* Required work: In the text about Madea's run-ins with the law, which judge sentenced her to prison in Madea Goes to Jail, and for how long?

* Excerpt provided:
══════════
In Meet the Browns, she was arrested for causing a high speed chase following a routine traffic stop, resisting arrest, and assaulting a police officer while Joe fled the area claiming that Madea kidnapped him.

In Madea Goes to Jail, Madea was placed under anger management by Judge Ephriam that was overseen by Phil McGraw in light of the car chase and the police officers failing to read Madea her Miranda rights and suspends her already suspended driver's license. In the same movie, she was arrested once again for removing a woman's Pontiac Solstice with a forklift and damaging it in the parking lot of the Big Kmart stealing Madea’s parking spot. She was sentenced to prison for 5 to 10 years by Judge Greg Mathis. This is later overturned and she as part of the "Georgia Seven"” are released.

In Madea's Big Happy Family, Madea smashes her car into the fast-food restaurant Snax out of frustration that the manager Sabrina won't give her food even using excuses related to her Cadillac's technical problems in order to persuade the manager to give her food while waiting. No police action was brought up.

In the animated film Madea's Tough Love, Madea is arrested for excessive damage to public property (which she unintentionally committed while chasing after two unruly skateboarders), two bench warrants, 25 unpaid parking tickets, and an unpaid speeding ticket. Then she was reassigned to house arrest for attacking mayoral candidate Betsy Holiday. Madea was released from the sentence when the truth about Betsy's secret illegal activities were exposed proving that Madea was right about her.
══════════
* Material shown:

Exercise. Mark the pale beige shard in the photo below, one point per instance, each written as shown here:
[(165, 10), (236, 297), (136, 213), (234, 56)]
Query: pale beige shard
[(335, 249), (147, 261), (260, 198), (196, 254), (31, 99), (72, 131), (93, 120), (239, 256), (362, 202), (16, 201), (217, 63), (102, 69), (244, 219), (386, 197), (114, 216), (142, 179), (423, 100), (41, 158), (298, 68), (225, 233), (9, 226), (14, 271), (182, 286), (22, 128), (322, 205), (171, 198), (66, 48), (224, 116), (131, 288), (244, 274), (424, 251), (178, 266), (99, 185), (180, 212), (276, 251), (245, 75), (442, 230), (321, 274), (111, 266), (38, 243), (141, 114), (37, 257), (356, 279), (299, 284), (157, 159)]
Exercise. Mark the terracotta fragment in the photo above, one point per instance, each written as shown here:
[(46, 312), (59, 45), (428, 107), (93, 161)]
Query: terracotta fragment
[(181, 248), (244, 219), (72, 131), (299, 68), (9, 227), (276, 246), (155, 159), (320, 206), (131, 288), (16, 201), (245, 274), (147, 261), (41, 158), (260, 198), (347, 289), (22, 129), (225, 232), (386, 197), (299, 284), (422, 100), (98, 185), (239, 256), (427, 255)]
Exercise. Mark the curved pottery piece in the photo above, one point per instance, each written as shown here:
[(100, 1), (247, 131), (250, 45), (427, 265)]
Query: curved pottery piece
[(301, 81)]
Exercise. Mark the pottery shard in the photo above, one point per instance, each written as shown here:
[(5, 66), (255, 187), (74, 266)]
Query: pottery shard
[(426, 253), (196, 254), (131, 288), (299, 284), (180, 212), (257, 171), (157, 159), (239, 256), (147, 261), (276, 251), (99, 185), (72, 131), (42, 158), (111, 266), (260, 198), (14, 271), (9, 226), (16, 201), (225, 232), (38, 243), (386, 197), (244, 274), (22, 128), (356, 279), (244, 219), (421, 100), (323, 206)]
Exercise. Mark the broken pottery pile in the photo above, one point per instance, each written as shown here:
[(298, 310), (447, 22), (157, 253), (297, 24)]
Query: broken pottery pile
══════════
* Right answer: Judge Greg Mathis sentenced her to 5 to 10 years in prison.